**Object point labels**
┌──
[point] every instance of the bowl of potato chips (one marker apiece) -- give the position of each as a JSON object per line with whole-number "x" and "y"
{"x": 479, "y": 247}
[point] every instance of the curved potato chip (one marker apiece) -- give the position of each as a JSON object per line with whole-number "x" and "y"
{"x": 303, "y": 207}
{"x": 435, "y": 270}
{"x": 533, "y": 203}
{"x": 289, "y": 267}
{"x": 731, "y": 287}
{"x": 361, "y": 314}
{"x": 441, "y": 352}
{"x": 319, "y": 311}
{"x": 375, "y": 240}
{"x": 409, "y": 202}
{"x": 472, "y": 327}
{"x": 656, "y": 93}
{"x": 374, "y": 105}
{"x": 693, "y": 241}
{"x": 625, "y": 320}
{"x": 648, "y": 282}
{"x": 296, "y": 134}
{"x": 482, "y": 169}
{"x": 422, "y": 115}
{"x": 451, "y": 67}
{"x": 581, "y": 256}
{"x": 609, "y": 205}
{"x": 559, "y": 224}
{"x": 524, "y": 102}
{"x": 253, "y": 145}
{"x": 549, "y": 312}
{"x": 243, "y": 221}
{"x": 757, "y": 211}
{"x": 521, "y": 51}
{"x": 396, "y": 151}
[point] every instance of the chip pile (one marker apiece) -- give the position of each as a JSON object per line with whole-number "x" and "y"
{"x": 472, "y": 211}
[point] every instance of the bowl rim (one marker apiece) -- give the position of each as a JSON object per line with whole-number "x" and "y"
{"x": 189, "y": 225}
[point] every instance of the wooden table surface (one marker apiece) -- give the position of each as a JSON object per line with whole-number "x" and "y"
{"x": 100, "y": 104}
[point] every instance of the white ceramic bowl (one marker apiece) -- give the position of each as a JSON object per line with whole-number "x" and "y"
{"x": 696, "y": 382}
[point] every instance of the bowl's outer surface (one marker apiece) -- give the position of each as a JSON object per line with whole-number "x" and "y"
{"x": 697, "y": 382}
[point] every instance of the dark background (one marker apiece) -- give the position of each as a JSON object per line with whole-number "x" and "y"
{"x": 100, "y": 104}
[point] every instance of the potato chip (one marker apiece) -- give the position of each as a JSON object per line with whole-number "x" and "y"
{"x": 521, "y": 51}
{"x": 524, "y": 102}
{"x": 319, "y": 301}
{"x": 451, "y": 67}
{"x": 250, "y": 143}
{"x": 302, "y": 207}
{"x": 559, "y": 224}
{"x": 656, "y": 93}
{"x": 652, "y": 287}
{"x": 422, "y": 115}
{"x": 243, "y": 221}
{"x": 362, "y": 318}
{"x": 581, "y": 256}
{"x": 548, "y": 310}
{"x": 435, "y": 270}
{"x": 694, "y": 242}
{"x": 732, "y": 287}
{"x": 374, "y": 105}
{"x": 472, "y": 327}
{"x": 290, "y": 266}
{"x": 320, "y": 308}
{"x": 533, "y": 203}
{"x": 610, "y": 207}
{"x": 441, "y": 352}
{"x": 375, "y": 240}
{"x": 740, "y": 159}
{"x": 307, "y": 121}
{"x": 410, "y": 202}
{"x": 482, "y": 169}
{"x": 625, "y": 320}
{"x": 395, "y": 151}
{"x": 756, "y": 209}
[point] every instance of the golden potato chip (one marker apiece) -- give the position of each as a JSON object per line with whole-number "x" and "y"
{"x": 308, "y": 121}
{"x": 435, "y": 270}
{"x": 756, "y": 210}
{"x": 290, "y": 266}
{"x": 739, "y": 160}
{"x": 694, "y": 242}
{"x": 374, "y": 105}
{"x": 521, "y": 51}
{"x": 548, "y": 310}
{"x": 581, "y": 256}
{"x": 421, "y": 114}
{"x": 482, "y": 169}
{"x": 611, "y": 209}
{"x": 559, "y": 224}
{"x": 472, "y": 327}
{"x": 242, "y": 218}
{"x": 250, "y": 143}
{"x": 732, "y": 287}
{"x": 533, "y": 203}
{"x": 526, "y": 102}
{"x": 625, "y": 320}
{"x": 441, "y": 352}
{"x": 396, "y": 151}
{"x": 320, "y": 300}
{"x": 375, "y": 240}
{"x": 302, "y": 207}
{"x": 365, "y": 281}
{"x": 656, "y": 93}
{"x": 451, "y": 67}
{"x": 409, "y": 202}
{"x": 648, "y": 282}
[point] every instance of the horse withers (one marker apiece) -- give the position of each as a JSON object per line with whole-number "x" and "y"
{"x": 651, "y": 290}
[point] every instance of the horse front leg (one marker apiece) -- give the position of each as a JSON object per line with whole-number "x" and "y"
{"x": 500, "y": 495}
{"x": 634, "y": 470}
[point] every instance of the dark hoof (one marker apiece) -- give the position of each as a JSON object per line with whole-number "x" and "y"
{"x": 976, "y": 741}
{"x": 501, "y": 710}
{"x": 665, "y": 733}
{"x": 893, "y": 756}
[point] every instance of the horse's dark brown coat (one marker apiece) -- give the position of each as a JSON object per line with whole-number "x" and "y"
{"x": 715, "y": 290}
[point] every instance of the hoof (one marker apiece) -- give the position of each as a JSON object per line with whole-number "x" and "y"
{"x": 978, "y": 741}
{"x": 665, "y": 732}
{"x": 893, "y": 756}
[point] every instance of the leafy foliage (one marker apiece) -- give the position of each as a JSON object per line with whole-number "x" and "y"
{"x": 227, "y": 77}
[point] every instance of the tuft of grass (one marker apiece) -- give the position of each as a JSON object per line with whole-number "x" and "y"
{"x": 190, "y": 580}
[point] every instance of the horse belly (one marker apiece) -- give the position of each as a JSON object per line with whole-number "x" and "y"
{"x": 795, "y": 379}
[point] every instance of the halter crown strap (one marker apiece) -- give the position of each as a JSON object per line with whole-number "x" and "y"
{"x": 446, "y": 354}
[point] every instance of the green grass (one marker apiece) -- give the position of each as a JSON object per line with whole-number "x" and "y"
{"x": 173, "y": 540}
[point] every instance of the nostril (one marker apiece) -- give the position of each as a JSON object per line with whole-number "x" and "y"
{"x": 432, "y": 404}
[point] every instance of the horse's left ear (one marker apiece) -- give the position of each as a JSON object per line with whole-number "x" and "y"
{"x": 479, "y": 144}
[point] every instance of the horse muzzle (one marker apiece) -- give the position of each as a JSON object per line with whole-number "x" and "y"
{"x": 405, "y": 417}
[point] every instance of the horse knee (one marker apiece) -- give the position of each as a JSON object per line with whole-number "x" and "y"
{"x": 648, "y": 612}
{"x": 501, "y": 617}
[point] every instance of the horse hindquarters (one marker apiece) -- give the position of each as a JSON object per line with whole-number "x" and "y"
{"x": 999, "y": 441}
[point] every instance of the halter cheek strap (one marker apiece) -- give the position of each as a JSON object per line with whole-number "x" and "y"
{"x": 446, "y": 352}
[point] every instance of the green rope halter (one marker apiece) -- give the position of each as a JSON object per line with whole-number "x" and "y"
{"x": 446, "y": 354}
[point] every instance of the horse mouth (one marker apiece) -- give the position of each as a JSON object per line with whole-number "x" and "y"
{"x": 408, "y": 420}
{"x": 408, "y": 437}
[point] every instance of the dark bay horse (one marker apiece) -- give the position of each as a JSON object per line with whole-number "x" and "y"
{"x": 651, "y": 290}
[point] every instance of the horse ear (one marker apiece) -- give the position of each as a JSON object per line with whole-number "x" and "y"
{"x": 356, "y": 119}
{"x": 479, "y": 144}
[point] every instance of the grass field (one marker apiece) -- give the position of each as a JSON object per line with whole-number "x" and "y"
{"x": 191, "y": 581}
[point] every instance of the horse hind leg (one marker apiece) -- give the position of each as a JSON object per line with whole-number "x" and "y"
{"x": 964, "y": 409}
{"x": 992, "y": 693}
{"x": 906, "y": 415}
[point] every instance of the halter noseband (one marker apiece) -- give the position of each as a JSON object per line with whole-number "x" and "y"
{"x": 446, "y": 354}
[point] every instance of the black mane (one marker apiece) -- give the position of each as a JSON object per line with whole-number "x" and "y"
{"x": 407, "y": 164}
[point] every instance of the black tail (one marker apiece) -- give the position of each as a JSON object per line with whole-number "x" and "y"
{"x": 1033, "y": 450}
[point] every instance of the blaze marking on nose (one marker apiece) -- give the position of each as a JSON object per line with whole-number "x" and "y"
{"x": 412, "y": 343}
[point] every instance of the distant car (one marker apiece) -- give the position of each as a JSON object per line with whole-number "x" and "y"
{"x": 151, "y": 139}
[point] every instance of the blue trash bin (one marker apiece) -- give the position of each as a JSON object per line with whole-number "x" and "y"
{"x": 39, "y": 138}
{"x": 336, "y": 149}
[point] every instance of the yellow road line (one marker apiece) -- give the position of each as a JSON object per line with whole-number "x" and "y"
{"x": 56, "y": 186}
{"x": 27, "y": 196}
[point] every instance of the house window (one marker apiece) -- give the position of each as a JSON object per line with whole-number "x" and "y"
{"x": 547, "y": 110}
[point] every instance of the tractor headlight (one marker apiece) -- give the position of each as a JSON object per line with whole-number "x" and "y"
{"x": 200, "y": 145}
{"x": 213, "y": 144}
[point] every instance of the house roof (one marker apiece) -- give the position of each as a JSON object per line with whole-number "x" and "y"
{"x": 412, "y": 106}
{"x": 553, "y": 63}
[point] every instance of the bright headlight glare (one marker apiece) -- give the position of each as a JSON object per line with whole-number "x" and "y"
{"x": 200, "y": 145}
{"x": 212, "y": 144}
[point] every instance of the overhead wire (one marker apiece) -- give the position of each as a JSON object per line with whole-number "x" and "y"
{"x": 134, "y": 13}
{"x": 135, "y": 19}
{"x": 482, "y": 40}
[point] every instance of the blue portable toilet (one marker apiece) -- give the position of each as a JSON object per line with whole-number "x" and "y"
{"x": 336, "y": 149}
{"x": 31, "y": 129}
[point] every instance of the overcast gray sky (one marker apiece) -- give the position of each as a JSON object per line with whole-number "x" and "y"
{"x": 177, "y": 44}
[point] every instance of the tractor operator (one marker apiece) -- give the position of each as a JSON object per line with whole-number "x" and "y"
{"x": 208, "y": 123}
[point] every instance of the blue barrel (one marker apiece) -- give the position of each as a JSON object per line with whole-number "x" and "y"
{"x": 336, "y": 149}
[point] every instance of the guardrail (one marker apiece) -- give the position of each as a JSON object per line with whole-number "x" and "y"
└──
**Task to carry out**
Write out once more the lines above beginning at the line with "[point] every instance of the yellow"; continue through the final line and stop there.

**The completed task**
[point] every instance of the yellow road line (one marker apiece) -- give the position of each as a JSON object per line with whole-number "x" and "y"
{"x": 56, "y": 186}
{"x": 27, "y": 196}
[point] every instance of the house window (one marker apiece) -- give the position of each as a JSON object per line with whole-number "x" and "y"
{"x": 547, "y": 110}
[point] every instance of the tractor headlight (one marker apiece) -- give the position of each as a JSON object per line with whole-number "x" and "y"
{"x": 200, "y": 145}
{"x": 213, "y": 144}
[point] every instance of the house roof (one marker apiece) -- give the position of each as a JSON object per line with whole-number "x" and "y"
{"x": 412, "y": 106}
{"x": 553, "y": 63}
[point] every instance of the bright headlight glare (one marker apiece) -- give the position of each as a JSON object per line with whole-number "x" and "y"
{"x": 200, "y": 145}
{"x": 212, "y": 144}
[point] every instance of the overhead wire (one marker apiece) -- give the position of each as a JSON object per line with whole-number "x" and "y"
{"x": 134, "y": 13}
{"x": 135, "y": 19}
{"x": 482, "y": 40}
[point] every instance of the blue portable toilet (one marker apiece) -- give the position of each as a JSON object per line with whole-number "x" and "y"
{"x": 336, "y": 149}
{"x": 31, "y": 129}
[point] every instance of the overcast gray sky (one marker apiece) -- give the position of each as a JSON object per line with whole-number "x" and "y"
{"x": 177, "y": 44}
[point] every instance of the tractor operator (one marker apiece) -- give the position of each as a JSON object per line with whole-number "x" and "y"
{"x": 208, "y": 123}
[point] every instance of the blue barrel (one marker apiece) -- give the position of each as a JSON object per line with whole-number "x" and "y"
{"x": 336, "y": 149}
[point] every instance of the guardrail (one marker apiece) -- give the position of each as a JSON object per line with whole-number "x" and "y"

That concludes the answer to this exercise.